**Material shown:**
|---|

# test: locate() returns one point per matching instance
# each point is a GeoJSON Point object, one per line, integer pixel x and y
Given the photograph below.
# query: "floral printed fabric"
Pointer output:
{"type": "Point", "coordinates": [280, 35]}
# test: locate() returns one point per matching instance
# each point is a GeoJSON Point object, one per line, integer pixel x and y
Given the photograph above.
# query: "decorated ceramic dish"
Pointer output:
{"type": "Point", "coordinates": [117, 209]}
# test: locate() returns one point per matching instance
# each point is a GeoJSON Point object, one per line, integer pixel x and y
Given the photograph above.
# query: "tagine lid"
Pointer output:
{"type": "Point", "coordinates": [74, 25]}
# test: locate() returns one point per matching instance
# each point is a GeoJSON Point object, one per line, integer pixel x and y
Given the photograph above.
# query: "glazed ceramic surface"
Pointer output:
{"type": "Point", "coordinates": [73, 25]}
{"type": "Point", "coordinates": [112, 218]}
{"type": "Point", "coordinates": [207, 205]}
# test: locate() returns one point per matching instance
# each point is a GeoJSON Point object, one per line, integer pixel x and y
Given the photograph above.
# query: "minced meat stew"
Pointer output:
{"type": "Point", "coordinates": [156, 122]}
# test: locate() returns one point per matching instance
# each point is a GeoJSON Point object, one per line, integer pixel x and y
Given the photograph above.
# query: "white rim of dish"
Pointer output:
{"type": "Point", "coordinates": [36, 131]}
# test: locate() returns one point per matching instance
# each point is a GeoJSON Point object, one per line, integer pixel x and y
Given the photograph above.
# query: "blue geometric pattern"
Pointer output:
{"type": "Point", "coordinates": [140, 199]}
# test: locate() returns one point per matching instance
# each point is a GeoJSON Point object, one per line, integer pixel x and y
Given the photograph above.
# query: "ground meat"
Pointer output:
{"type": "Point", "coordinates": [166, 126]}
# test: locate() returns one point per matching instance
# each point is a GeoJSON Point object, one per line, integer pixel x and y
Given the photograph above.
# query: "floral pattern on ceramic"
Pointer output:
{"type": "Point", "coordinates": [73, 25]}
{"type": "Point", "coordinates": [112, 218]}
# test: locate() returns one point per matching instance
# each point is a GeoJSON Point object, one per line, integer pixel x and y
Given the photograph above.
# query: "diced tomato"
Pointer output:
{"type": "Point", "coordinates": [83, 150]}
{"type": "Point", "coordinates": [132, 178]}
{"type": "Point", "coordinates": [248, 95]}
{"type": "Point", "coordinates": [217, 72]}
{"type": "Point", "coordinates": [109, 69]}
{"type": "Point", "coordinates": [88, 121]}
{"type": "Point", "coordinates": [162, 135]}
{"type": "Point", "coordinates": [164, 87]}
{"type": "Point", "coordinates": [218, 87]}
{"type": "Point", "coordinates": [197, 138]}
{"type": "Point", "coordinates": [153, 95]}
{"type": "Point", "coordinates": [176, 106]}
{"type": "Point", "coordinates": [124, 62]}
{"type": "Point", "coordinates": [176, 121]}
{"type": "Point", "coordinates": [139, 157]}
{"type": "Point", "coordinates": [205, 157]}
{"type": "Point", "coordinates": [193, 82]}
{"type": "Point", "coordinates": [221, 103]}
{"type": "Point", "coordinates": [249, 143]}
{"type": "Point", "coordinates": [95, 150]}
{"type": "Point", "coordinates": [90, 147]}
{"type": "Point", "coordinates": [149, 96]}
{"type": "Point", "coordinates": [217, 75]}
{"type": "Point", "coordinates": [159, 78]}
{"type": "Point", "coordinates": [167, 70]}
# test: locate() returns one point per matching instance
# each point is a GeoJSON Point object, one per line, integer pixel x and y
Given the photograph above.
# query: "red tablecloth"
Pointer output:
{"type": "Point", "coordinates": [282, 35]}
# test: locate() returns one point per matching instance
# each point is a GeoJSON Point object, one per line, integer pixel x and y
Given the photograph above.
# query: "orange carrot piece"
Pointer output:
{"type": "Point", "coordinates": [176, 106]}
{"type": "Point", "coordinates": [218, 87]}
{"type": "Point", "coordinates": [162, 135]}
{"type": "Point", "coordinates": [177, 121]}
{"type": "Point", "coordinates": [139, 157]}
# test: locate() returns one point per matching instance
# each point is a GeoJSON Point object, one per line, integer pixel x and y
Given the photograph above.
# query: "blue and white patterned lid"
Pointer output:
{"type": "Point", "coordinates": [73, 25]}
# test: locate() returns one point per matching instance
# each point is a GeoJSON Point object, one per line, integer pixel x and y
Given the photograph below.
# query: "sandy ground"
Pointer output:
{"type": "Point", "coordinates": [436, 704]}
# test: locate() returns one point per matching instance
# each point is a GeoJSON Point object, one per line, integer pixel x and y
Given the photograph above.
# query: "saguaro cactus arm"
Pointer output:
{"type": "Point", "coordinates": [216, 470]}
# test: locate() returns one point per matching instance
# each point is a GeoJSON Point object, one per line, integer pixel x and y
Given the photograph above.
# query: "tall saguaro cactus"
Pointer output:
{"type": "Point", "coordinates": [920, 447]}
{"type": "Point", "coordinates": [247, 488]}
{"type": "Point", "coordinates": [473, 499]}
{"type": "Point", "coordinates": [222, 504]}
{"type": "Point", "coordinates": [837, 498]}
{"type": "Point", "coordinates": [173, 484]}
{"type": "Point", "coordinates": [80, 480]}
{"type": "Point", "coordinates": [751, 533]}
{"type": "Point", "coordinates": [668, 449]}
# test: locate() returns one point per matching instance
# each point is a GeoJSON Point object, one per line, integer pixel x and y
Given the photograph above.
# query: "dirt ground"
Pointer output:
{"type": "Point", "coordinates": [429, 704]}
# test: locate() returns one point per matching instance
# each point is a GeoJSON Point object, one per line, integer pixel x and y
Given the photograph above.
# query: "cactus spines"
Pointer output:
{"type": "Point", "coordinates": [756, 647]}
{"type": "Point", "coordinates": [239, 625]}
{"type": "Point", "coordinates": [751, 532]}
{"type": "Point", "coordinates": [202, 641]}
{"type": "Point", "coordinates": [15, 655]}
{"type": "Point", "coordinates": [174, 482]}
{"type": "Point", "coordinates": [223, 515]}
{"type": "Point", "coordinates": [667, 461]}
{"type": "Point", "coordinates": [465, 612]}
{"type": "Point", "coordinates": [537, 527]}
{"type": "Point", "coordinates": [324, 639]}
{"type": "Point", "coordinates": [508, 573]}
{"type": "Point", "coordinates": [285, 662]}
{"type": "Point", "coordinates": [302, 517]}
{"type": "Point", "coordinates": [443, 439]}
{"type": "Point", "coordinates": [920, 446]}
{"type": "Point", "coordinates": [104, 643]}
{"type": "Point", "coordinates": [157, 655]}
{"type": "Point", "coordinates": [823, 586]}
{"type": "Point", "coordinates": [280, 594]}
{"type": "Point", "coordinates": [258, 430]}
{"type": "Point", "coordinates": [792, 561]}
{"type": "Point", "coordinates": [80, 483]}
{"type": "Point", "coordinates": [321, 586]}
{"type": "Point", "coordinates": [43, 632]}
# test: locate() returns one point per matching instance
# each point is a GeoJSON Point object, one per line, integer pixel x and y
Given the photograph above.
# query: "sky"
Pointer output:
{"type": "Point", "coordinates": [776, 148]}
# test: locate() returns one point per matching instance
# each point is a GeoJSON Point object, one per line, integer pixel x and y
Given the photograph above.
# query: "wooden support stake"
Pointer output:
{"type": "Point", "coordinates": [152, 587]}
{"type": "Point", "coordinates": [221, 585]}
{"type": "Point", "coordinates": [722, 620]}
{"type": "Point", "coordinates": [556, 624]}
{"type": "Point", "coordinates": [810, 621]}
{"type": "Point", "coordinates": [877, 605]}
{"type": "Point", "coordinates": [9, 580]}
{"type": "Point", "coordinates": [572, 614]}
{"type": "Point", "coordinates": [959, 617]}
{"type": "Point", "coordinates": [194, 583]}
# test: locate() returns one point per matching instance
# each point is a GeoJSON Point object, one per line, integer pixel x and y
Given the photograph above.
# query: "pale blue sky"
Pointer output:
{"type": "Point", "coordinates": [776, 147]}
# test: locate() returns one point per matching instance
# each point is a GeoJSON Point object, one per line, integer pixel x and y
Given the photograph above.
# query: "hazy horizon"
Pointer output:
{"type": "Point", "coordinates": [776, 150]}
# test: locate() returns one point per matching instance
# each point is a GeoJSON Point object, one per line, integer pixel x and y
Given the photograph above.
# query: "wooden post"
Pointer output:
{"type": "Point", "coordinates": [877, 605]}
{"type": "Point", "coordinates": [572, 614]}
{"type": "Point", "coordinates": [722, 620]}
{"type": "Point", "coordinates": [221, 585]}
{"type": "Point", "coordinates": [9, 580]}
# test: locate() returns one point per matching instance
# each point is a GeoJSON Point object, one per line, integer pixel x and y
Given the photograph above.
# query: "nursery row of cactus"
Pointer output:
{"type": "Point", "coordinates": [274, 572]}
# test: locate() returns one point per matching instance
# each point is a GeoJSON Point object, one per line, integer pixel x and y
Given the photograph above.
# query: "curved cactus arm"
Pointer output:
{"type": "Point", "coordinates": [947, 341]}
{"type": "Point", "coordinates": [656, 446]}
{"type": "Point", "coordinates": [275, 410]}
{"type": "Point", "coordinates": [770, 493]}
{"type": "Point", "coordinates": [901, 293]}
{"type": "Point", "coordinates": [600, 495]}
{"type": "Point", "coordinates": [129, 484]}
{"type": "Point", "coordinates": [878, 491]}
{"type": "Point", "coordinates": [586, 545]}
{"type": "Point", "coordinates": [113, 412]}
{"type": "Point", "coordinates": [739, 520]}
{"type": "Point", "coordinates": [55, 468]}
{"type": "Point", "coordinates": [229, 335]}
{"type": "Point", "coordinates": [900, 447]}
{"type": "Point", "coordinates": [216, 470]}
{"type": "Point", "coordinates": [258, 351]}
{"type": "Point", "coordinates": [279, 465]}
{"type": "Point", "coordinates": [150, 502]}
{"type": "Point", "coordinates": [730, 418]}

|---|

**What you need to do:**
Gather every line in the listing above that contains the word "wooden".

**Answer to this task:**
# query: "wooden support stake"
# query: "wooden post"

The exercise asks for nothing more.